TEXT SEGMENT:

● ● ●

Another reason to call Womens Aid. He can't 'take' anyone from you but I expect you've been threatened on many occasions. WA can tell you how to get it on record that he is abusive and this could influence any future contact orders.
I missed that bit about the triggering song that's awful. Unreasonable behaviour doesn't touch it, that's sick.
this blog has some helpful advice on practical matters re. separationn here
Women's Aid will support with all forms of abuse, not just physical. Have a look at their website.
Breastfed children would not be expected to have overnight stays away from their mother. Where there is emotional abuse of the mother, nor will older children and you may be able (with professional support) to insist any contact he has is in a contact centre which is supervised. Do not agree to "supervise" him yourself.
If you are the main carer for your dc, barring them being a dangerous situation which I doubt massively, then he will not be able to take them away from
But, we are just internet sprites and you have no reason to take our word for it. You need professional help, love, and start accepting the help out there.
I read your other thread and am so glad you are thinking of getting out.
I have no more useful advice but wanted to say - you can do this. You can be strong and you will be so much happier without him.
Call Womens Aid as a start and they can point you to legal advice, CAB, etc.....
I don't think their number or calls show up on the phone bill.
Good luck and I hope you manage to get away quickly.
Keep us posted.
OP, your thread is so heartbreaking to read. You and the children deserve so much more. My EA husband left me 2 months ago. We have two small children and I am a SAHM. Initially I was terrified how I would cope and pay the bills and begged him to come back. 2 months down the line and I am so relieved he has gone. He is making efforts to wriggle his way back but I don't want him. Life is calm, predictable and happy without him here.
The entitled attitude- he could go out, drinking, make plans or spend money with no consideration for his family. Sounds just like your husband. No help with the kids, treated them awfully when he did spend time with them. All sounds so familiar to your situation.

● ● ●

DATA PROVIDED:
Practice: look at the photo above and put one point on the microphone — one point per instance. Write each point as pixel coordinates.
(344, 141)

● ● ●

EXERCISE TASKS:
• 1. Answer these about the forum thread:
(a) What does the forum thread advise against agreeing to do about his contact with the children?
(b) How long ago did the poster's EA husband leave her?
(c) What does one poster think about whether Women's Aid's number or calls appear on the phone bill?
• 2. Please reproduce everything in the forum thread from "If you are the" down to "happier without him.", word for word.

TASK-BY-TASK SOLUTIONS:
• 1.
(a) Agreeing to "supervise" him yourself.
(b) 2 months ago.
(c) The poster doesn't think their number or calls show up on the phone bill.

• 2.
If you are the main carer for your dc, barring them being a dangerous situation which I doubt massively, then he will not be able to take them away from
But, we are just internet sprites and you have no reason to take our word for it. You need professional help, love, and start accepting the help out there.
I read your other thread and am so glad you are thinking of getting out.
I have no more useful advice but wanted to say - you can do this. You can be strong and you will be so much happier without him.